La solidarietà messa in moto dalla parrocchia di San Ferdinando: dall’Asia una foto che è un ringraziamento con dedica alla chiesa nel cuore della Venezia. È affidata ai padri trinitari, che da secoli si battono per la liberazione degli schiavi: all’interno, un magnifico altare con l’angelo che spezza le catene degli schiavi. Oggi nel mondo in schiavitù quasi 50 milioni di persone

di Mauro Zucchelli

La ragazza si mette in posa per la foto, ai due lati i genitori: lei deve avere imparato che le emozioni si controllano, il babbo ha un sorriso che vien voglia di chiedergli cosa sogna per il futuro. Non saprei che età possa avere la ragazza: forse trent’anni, forse di più, a giudicare dal fatto che suo padre accanto sembra averne una settantina, forse un po’ meno. Di lei non so neanche il nome, e nemmeno quale sia il suo paese: so soltanto che da quando aveva cominciato a capire qualcosa non aveva conosciuto nient’altro che la schiavitù.

Esattamente, avete capito bene: schiavitù. Come secoli, millenni fa. Lei, loro: una “cosa” senza nessun tipo di diritti che non sia la benevolenza del padrone. È a lui che appartiene la ragazza così come tutta la famiglia: come un cavallo o un muretto, un campo di pomodori, un tavolino sbilenco o la vecchia moto Honda. Per capirci: non è nemmeno libera di rifiutare un salario di niente e crepare di fame. Può un cavallo o una moto dire no e andarsene? No che non può. “Schiavitù” non è un modo di dire per definire una condizione di ipersfruttamento selvaggio: è proprio privazione di ogni possibilità. Lo ripeto: parliamo di oggi, anno di grazia 2024.

«Ce l’abbiamo fatta». Il messaggio WhatsApp stavolta mi arriva dalla parrocchia livornese di San Ferdinando, cuore antico della Venezia. Tanti anni fa, nella “repubblica separata” del quartiere più ribelle, qui prestava servizio padre Saglietto: tutti anarchici, rossi sovversivi e anticlericali ma quel prete lì guai a chi lo toccava. Adesso c’è padre Emil Kolaczyk.

Da più di tre secoli qui ci sono i padri trinitari, veste bianca con croce rosso-azzurra. E un impegno speciale che è lo stesso fin da quando, grossomodo negli stessi anni medievali di San Francesco, anzi un po’ prima, nacque questo ordine: liberare gli oppressi dalla schiavitù. Talvolta anche quella metaforica (prostituzione minorile controllata dalle gang, alcolismo, droghe) ma qui è la schiavitù degli schiavi: quelli nelle piantagioni di cotone dell’America confederata che i filo-Trump non disdegnano, quelli delle fabbriche-lager dei nazisti in tempo di Reich.

*Voci fornite*.
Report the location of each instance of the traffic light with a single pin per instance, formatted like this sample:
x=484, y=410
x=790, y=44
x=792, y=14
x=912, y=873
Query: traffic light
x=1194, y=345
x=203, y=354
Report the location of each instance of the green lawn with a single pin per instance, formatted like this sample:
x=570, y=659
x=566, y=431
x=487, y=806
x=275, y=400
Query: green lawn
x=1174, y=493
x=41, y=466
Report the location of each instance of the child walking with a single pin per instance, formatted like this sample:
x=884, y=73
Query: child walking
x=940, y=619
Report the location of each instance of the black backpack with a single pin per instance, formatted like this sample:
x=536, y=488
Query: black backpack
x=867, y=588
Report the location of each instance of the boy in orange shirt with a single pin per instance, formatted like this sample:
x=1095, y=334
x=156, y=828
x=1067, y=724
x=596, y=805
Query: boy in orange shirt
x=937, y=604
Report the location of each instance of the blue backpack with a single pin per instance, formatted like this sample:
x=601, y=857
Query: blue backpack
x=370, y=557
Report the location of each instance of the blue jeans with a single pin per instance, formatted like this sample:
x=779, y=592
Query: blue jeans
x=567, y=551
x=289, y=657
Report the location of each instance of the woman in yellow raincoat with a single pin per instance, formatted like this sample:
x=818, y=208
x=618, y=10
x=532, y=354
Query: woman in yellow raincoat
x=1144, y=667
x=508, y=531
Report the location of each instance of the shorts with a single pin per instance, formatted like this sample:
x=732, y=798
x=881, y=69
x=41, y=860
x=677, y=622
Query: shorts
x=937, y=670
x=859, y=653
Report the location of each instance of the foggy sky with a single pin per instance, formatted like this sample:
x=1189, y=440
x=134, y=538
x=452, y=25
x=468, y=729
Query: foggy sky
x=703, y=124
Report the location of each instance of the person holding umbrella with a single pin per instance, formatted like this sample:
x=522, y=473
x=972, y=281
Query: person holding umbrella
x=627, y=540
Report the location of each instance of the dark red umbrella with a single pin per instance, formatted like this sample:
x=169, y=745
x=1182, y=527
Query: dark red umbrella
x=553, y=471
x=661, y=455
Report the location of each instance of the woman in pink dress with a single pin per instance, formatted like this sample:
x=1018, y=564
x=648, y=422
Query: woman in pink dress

*Serie di compiti*.
a) Trascrivi dal brano sulla parrocchia di San Ferdinando la parte che comincia con "Da più di tre" e termina con "tempo di Reich.".
b) Secondo il brano sulla parrocchia di San Ferdinando, quale sacerdote c'è adesso nella parrocchia?
c) Prosegui il brano sulla parrocchia di San Ferdinando, riprendendo subito dopo l'ultima frase riportata.

*Risposte per compito*.
a)
Da più di tre secoli qui ci sono i padri trinitari, veste bianca con croce rosso-azzurra. E un impegno speciale che è lo stesso fin da quando, grossomodo negli stessi anni medievali di San Francesco, anzi un po’ prima, nacque questo ordine: liberare gli oppressi dalla schiavitù. Talvolta anche quella metaforica (prostituzione minorile controllata dalle gang, alcolismo, droghe) ma qui è la schiavitù degli schiavi: quelli nelle piantagioni di cotone dell’America confederata che i filo-Trump non disdegnano, quelli delle fabbriche-lager dei nazisti in tempo di Reich.

b) Padre Emil Kolaczyk.

c)
Ma cosa c’entro io, cosa c’entriamo noi che abitiamo fra la Variante Aurelia e il West? Lo dice il cartello che tengono in mano: dice “grazie Livorno”. Per la precisione: grazie alla «parrocchia San Ferdinando di Livorno». Aggiungendo: «Thnk you for freedom».

La libertà è il “riscatto” che una mobilitazione silenziosa, assai sottotraccia, ha raccolto qui fra noi per affrancare dal loro padrone questa famiglia. «Isaq e Rashida e i loro figli sono felici e grati ai padri trinitari e alla parrocchia San Ferdinando perché grazie a loro adesso possono finalmente vivere liberi», dice il giornale online della diocesi. Sono cristiani e, a motivo della loro fede, vivevano come schiavi in Asia: padre Emil dice che non può dare troppi dettagli «per motivi di sicurezza». Segno che ci sono altre operazioni simili in corso? Che questa famiglia è in salvo sì ma talvolta non sei mai abbastanza al sicuro dalle ondate di fondamentalismo, specie se aizzate dalle istituzioni?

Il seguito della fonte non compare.